EXERCISE AIM -
Write out, word for word, the part of the listing below that begins at the line containing "of the wooden" and ends after the line containing "<point>771,211</point>".

GIVEN RECORDS -
###

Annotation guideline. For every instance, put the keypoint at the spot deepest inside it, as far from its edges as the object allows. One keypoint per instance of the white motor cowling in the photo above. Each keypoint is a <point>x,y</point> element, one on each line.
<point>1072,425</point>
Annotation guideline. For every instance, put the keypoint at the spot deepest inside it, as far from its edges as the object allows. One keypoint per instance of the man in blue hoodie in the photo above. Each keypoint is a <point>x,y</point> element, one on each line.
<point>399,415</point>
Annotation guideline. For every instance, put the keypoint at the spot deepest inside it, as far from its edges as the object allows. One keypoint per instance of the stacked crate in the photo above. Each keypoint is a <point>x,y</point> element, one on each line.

###

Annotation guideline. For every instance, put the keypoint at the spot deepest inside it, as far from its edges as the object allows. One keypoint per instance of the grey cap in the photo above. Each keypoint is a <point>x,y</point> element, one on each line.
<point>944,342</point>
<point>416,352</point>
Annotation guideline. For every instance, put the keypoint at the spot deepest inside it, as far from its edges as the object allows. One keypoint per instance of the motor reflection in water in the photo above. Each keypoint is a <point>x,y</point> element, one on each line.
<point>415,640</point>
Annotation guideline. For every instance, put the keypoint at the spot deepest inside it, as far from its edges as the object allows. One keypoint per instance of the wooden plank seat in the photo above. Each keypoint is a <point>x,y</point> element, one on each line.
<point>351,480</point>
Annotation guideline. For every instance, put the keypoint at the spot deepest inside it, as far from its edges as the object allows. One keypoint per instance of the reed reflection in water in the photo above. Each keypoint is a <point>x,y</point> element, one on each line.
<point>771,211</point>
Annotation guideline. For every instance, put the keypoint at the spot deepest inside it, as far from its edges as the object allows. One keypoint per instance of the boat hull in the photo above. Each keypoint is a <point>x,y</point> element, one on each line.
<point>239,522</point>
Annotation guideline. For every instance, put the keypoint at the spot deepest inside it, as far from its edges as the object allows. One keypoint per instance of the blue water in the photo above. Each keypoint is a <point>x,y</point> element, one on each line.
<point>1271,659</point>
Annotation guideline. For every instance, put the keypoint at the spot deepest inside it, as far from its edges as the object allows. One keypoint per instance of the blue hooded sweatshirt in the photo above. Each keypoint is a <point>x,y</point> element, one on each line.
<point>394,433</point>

###

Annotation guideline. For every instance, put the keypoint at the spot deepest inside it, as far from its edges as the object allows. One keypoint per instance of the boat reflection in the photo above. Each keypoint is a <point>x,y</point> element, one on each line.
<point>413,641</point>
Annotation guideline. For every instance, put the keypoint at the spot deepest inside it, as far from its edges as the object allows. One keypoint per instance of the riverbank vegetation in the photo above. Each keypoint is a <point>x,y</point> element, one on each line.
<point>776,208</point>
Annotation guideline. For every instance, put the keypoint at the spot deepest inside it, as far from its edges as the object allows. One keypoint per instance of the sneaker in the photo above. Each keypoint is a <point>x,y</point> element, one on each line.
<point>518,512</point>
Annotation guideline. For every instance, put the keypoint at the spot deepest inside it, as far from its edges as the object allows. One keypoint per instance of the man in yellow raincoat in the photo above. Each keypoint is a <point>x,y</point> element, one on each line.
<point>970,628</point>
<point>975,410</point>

###

OUTPUT -
Annotation guideline. For every instance, put the keypoint at the spot deepest inside it, as far from its edges as the object allows. One keypoint per instance of the wooden plank seat in the photo above. Each keypoint is a <point>x,y</point> element, one on each line.
<point>351,480</point>
Annotation guideline. For every instance, put the keypoint at the spot deepest inside it, as far from its edges as the object allows. One keypoint per instance of the reed reflection in water in the photo above. Each keypoint is a <point>x,y</point> element, one on each line.
<point>771,211</point>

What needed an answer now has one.